Photo-based referring expression data
Segment Open

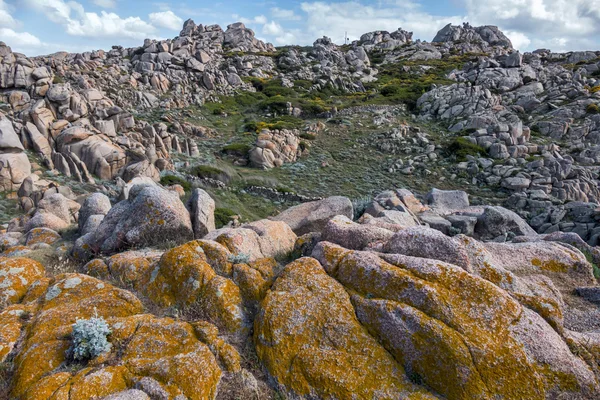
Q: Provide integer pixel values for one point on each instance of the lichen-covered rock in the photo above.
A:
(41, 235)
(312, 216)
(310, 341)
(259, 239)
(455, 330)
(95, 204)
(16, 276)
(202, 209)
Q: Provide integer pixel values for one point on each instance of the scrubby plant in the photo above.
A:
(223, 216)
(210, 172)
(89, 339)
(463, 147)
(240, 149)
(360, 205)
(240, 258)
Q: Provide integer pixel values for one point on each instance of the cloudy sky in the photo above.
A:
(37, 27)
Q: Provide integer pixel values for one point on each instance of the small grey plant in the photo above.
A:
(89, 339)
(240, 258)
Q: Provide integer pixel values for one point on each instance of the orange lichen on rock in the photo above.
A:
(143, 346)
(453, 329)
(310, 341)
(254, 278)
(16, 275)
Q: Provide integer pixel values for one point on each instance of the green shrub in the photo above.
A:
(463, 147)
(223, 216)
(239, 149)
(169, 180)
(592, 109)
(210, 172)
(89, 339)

Segment Closed

WHAT YOU NEED TO DO
What's needed is an exact copy of every entry, free of pictures.

WRITTEN SOLUTION
Q: Provide integer pixel values for one point on each instance of the lichen-covered rock in the photo above.
A:
(41, 235)
(312, 216)
(310, 341)
(259, 239)
(455, 330)
(95, 204)
(16, 276)
(202, 209)
Q: Provide integer pixel values for one point on each instance of the scrubby plant in the photo above.
A:
(223, 216)
(210, 172)
(89, 339)
(463, 147)
(240, 149)
(360, 205)
(240, 258)
Q: Provide integer pixel values for one point on each instance of the cloudy sky in the photo above.
A:
(37, 27)
Q: Provide integer pixel values for one point on each instance of the small grey plant in the photo above.
A:
(89, 339)
(240, 258)
Q: Provide integer pixel values for one point on each instance of the orange lichen on rock in the photo above.
A:
(143, 346)
(453, 329)
(310, 341)
(254, 278)
(16, 275)
Q: Provide integer pixel values for one point on each instance of the green shrub in the photo above.
A:
(463, 147)
(223, 216)
(239, 149)
(169, 180)
(592, 109)
(210, 172)
(89, 339)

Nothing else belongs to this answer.